**Direction:** Lay out all the records below as a Markdown table with the columns "Row" and "Record line." Number each row and leave out any blank lines.

----------

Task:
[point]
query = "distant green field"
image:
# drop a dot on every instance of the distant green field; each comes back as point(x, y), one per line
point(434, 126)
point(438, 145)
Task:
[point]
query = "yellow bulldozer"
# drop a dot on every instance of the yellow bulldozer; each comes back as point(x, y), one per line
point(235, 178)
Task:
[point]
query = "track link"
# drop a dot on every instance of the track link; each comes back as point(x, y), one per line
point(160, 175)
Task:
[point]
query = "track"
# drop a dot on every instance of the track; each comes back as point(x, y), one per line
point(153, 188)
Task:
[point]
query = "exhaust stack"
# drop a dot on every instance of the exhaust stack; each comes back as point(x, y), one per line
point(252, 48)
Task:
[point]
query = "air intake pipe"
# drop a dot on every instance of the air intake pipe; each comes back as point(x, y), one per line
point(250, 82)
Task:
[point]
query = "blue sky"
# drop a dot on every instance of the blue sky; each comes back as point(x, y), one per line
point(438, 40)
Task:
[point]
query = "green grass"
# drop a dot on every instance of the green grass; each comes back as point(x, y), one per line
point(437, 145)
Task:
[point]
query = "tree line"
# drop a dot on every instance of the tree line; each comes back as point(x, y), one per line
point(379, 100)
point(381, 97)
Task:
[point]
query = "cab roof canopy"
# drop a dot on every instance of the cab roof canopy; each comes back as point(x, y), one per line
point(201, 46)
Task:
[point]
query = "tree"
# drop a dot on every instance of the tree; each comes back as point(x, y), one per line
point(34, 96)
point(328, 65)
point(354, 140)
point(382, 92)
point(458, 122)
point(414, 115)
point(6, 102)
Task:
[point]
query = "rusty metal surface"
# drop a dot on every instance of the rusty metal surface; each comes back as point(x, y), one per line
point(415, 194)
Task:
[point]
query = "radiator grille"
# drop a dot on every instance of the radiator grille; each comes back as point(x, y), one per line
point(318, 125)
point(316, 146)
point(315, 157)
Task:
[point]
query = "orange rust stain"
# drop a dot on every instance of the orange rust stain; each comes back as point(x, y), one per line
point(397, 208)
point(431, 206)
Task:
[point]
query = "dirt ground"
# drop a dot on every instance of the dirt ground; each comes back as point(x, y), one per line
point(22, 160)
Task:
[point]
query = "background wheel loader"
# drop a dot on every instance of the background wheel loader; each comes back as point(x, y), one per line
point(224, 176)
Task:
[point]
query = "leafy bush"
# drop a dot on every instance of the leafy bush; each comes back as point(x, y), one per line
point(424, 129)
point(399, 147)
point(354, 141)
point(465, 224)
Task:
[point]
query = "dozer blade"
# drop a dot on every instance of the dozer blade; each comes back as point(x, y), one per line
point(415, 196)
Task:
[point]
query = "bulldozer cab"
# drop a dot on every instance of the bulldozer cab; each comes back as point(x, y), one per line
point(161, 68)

----------

**The answer:**
| Row | Record line |
|---|---|
| 1 | Task: |
| 2 | [point] |
| 3 | query = "distant green field" |
| 4 | image: |
| 5 | # drop a dot on every instance of the distant green field; each comes back as point(x, y), one per line |
| 6 | point(434, 126) |
| 7 | point(438, 145) |
| 8 | Task: |
| 9 | [point] |
| 10 | query = "yellow bulldozer" |
| 11 | # drop a dot on every instance of the yellow bulldozer; each comes back as point(x, y), one per line |
| 12 | point(235, 178) |
| 13 | Task: |
| 14 | [point] |
| 15 | query = "track link" |
| 16 | # drop a dot on every instance of the track link; each comes back as point(x, y), one per line |
| 17 | point(160, 175) |
| 18 | Task: |
| 19 | [point] |
| 20 | query = "track" |
| 21 | # drop a dot on every instance of the track; each comes back as point(x, y), one per line |
| 22 | point(153, 188) |
| 23 | Task: |
| 24 | [point] |
| 25 | query = "exhaust stack" |
| 26 | # drop a dot on every instance of the exhaust stack; each comes back as point(x, y), one per line |
| 27 | point(252, 48) |
| 28 | Task: |
| 29 | [point] |
| 30 | query = "air intake pipe" |
| 31 | # drop a dot on every instance of the air intake pipe; each comes back as point(x, y), one per line |
| 32 | point(250, 82) |
| 33 | Task: |
| 34 | [point] |
| 35 | query = "blue sky" |
| 36 | # drop a dot on every instance of the blue sky; each comes back as point(x, y), one per line |
| 37 | point(438, 40) |
| 38 | Task: |
| 39 | [point] |
| 40 | query = "green grass" |
| 41 | # drop a dot on every instance of the green grass; each comes back as point(x, y), one per line |
| 42 | point(437, 145) |
| 43 | Task: |
| 44 | [point] |
| 45 | query = "tree line" |
| 46 | # drop a dot on every instance of the tree line; each comes back as point(x, y), one per line |
| 47 | point(379, 100) |
| 48 | point(381, 97) |
| 49 | Task: |
| 50 | [point] |
| 51 | query = "cab roof canopy" |
| 52 | # drop a dot on every instance of the cab roof canopy; each comes back as point(x, y), one per line |
| 53 | point(201, 46) |
| 54 | Task: |
| 55 | [point] |
| 56 | query = "tree" |
| 57 | # drop a dot on every instance of the tree; each comes back as point(x, y), one per line |
| 58 | point(34, 96) |
| 59 | point(328, 65) |
| 60 | point(354, 140) |
| 61 | point(382, 92) |
| 62 | point(458, 122) |
| 63 | point(414, 115) |
| 64 | point(6, 102) |
| 65 | Task: |
| 66 | [point] |
| 67 | query = "rusty metal surface" |
| 68 | # drop a dot on every instance of the rusty metal surface; each comes back as point(x, y), one per line |
| 69 | point(415, 194) |
| 70 | Task: |
| 71 | [point] |
| 72 | query = "radiator grille" |
| 73 | # drop a dot on every instance of the radiator grille; each comes back as point(x, y), one per line |
| 74 | point(318, 125) |
| 75 | point(316, 146) |
| 76 | point(315, 157) |
| 77 | Task: |
| 78 | [point] |
| 79 | query = "orange rust stain" |
| 80 | # drop a dot on every instance of the orange rust stain; each comes back as point(x, y), one per line |
| 81 | point(397, 208) |
| 82 | point(431, 206) |
| 83 | Task: |
| 84 | [point] |
| 85 | query = "dirt ground" |
| 86 | # drop a dot on every instance of the dirt ground; each comes back as point(x, y), one per line |
| 87 | point(22, 160) |
| 88 | Task: |
| 89 | [point] |
| 90 | query = "background wheel loader" |
| 91 | # drop a dot on every instance of the background wheel loader; each comes back as point(x, y), one per line |
| 92 | point(224, 176) |
| 93 | Task: |
| 94 | [point] |
| 95 | query = "leafy bush" |
| 96 | # drop a dot on every instance of the leafy bush; each comes back as point(x, y), one per line |
| 97 | point(424, 129) |
| 98 | point(399, 147) |
| 99 | point(354, 141) |
| 100 | point(465, 224) |
| 101 | Task: |
| 102 | [point] |
| 103 | query = "dozer blade" |
| 104 | # drop a dot on every instance of the dozer blade; each comes back as point(x, y), one per line |
| 105 | point(415, 196) |
| 106 | Task: |
| 107 | [point] |
| 108 | query = "bulldozer cab" |
| 109 | # drop a dot on every instance of the bulldozer cab; each comes back as point(x, y), one per line |
| 110 | point(161, 68) |